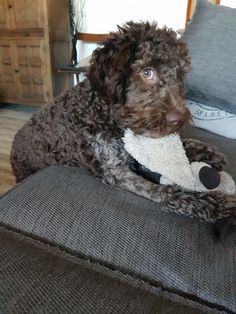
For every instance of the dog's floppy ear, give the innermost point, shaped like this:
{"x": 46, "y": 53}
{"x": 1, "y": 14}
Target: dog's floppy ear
{"x": 110, "y": 66}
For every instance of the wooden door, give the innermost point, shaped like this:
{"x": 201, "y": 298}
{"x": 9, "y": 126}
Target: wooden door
{"x": 8, "y": 83}
{"x": 3, "y": 14}
{"x": 27, "y": 13}
{"x": 33, "y": 74}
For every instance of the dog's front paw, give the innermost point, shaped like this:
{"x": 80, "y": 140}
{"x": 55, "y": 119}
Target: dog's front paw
{"x": 199, "y": 151}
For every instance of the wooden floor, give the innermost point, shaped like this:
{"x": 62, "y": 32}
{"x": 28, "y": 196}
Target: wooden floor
{"x": 12, "y": 119}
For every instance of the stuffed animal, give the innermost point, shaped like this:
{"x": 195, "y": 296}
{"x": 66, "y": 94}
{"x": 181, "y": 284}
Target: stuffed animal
{"x": 164, "y": 161}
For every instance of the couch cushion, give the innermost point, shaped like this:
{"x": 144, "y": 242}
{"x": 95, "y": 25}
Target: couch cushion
{"x": 212, "y": 45}
{"x": 39, "y": 278}
{"x": 122, "y": 230}
{"x": 225, "y": 145}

* ASSIGNMENT
Which of the lines above include the string "this"? Pick them out and copy them.

* EXPECTED ANSWER
For every instance of the dog's floppy ear, give the innermost point, shaped like this:
For every instance of the wooden door, give the innermost point, shaped like this:
For every instance of the dog's front paw, give the innermost point, shaped like this:
For every instance of the wooden floor, give the innermost point, shaped like this:
For every instance of the stuffed animal, give the innermost point, shaped like this:
For every instance of the couch cushion, give the innermost point, shaped like this:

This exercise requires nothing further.